## [WHAT IS NEEDED]
Write out the data below exactly, from its first line to the line containing "Q: For the eye in", that line included.

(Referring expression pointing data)
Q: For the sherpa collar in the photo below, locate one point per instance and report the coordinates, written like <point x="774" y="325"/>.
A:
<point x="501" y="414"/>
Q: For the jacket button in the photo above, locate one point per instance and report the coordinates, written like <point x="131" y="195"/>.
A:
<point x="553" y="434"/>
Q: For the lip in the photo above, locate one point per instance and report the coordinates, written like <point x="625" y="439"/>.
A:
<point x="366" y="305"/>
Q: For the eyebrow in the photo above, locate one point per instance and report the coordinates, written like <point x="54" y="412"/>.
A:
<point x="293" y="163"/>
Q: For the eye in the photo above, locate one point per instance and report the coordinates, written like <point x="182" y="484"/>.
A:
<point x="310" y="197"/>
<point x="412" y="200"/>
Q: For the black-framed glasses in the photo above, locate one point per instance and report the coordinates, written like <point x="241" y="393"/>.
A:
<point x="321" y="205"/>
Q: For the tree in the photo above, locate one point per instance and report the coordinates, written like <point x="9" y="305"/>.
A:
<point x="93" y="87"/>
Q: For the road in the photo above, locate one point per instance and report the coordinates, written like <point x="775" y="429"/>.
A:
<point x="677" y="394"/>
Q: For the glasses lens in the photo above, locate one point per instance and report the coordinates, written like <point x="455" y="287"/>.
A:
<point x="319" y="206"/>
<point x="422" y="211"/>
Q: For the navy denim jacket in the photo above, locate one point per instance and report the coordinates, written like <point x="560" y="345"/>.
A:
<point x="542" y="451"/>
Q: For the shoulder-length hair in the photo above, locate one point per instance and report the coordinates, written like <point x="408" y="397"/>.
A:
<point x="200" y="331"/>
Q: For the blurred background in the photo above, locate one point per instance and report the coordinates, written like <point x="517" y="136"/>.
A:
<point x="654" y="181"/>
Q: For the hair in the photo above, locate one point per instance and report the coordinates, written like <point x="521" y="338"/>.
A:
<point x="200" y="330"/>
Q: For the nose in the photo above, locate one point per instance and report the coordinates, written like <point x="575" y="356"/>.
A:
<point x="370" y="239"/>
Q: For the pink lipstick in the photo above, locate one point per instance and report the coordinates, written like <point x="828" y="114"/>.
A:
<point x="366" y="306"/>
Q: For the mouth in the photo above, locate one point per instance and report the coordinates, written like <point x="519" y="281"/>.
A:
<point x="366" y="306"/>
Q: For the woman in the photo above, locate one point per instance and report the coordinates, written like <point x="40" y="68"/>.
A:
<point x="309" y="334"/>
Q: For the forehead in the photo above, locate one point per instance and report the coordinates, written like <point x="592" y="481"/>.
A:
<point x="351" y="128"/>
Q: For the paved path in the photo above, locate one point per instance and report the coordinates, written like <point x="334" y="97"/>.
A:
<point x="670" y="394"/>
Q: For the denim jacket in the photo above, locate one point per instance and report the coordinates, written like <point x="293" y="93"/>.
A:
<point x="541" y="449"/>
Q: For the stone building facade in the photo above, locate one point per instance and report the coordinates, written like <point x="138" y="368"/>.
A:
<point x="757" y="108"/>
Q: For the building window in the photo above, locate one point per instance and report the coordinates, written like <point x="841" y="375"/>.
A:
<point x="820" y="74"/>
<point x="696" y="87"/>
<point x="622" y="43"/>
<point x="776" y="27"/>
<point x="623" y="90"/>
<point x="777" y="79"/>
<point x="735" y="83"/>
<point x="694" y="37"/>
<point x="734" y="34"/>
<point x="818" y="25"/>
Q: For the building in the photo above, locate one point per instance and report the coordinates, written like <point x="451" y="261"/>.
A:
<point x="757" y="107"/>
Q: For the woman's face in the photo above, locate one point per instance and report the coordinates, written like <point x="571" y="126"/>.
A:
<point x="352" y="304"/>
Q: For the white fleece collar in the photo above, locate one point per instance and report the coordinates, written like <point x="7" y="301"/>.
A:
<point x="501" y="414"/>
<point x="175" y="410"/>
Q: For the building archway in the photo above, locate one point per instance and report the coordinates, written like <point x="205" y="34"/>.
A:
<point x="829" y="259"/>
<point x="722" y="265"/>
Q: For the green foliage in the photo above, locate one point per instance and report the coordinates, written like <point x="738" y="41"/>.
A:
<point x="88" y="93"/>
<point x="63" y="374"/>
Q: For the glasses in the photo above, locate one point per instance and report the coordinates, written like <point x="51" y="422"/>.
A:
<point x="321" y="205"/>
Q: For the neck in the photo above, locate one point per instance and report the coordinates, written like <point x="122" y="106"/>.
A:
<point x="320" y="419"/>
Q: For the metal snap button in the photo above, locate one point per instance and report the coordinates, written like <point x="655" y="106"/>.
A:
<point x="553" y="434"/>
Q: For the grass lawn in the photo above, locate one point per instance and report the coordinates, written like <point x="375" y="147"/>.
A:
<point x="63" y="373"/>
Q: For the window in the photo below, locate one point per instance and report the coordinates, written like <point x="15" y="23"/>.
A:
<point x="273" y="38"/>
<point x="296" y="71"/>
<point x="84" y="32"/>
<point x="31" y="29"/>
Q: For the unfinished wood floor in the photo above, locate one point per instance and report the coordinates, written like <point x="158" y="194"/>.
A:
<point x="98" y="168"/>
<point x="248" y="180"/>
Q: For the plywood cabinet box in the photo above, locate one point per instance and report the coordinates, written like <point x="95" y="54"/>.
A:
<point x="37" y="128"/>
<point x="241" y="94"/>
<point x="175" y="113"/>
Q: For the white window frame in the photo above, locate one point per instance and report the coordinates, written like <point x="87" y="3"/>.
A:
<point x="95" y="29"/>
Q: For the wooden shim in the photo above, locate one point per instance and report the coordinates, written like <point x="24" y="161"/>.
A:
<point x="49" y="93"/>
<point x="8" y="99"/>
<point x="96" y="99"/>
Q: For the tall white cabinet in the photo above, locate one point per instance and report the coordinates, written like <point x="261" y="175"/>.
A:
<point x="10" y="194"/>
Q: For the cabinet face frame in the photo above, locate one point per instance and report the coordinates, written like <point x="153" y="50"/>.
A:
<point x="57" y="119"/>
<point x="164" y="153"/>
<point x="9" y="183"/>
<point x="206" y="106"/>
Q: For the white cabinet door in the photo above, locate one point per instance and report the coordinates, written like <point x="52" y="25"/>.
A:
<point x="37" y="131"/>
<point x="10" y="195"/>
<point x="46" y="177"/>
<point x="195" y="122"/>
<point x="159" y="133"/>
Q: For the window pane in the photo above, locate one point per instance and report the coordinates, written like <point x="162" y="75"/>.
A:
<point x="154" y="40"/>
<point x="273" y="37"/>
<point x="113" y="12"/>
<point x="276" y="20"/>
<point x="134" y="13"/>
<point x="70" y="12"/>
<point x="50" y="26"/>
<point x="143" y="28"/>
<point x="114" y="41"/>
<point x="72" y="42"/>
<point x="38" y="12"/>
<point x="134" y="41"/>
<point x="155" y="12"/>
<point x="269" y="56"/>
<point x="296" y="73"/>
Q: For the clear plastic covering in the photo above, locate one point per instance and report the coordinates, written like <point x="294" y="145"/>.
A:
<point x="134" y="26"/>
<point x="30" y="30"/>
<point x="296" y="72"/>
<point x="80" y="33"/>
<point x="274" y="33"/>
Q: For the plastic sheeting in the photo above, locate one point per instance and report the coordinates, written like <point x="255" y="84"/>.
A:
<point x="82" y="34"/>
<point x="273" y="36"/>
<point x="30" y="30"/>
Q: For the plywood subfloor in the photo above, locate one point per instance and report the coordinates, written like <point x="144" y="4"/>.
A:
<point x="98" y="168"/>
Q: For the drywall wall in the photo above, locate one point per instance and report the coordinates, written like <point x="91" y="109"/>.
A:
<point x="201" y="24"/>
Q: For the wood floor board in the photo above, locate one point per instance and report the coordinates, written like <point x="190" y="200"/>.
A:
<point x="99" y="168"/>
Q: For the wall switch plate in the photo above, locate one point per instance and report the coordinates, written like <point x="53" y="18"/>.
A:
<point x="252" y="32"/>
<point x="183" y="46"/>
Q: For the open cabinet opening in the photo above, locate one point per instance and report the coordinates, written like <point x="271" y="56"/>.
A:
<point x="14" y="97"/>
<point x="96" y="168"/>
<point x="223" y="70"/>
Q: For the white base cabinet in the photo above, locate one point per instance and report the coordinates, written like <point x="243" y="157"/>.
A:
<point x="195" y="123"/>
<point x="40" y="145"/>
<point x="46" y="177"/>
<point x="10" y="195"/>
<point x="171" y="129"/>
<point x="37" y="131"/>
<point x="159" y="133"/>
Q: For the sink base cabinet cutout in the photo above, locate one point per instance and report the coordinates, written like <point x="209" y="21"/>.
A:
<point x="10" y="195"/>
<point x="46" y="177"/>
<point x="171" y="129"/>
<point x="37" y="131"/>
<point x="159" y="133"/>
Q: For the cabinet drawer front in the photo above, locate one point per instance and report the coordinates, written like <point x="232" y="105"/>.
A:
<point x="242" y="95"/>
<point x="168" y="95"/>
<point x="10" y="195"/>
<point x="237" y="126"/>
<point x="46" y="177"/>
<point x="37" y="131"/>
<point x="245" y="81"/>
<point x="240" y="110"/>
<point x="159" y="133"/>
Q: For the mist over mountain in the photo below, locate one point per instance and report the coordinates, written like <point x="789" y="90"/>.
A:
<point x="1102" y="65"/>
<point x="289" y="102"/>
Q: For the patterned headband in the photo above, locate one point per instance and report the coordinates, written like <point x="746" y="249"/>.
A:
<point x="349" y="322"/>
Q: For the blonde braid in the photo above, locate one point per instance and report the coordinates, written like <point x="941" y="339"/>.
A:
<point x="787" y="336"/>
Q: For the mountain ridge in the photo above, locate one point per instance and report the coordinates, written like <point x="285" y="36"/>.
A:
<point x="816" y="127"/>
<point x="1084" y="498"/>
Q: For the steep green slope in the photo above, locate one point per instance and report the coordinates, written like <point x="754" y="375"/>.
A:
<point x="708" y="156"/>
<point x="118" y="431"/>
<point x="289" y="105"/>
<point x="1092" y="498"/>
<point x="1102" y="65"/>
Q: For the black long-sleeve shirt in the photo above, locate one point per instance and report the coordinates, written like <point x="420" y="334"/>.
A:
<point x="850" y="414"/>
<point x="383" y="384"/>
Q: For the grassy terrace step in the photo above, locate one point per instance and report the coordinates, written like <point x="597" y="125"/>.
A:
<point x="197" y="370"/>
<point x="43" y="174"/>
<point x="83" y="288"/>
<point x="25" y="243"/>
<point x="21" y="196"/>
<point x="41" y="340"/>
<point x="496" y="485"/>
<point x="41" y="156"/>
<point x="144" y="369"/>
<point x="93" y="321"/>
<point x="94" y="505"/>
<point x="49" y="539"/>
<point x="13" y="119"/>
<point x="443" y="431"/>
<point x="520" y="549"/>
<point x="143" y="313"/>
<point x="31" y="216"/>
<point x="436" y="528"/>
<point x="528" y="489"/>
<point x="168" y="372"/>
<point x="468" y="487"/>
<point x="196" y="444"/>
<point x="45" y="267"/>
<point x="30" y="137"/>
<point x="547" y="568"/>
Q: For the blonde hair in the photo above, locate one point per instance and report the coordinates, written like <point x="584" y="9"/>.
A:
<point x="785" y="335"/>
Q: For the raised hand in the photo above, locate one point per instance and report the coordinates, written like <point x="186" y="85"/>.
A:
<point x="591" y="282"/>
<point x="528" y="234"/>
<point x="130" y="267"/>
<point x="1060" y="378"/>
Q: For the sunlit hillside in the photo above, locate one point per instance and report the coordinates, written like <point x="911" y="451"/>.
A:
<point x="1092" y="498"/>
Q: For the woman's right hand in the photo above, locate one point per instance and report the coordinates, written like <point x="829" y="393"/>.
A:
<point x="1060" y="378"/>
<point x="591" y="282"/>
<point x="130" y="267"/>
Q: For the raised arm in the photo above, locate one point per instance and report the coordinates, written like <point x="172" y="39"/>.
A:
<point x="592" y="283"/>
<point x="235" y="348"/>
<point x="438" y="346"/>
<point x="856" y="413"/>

## [EXPECTED OUTPUT]
Q: For the sherpa collar in the photo below, locate one point per instance and report the coordinates, written like <point x="774" y="325"/>.
A:
<point x="501" y="414"/>
Q: For the jacket button in the photo above, locate one point per instance and report the coordinates, written like <point x="131" y="195"/>.
A:
<point x="553" y="434"/>
Q: For the lip in the photo above, locate one point per instance and report the coordinates, written like <point x="625" y="439"/>.
A:
<point x="366" y="305"/>
Q: For the eyebrow in the photo above, locate one point per instance and report the coordinates, written like <point x="54" y="412"/>.
A:
<point x="293" y="163"/>
Q: For the eye in the photo above, locate one point per instance and report the coordinates, written like <point x="182" y="484"/>.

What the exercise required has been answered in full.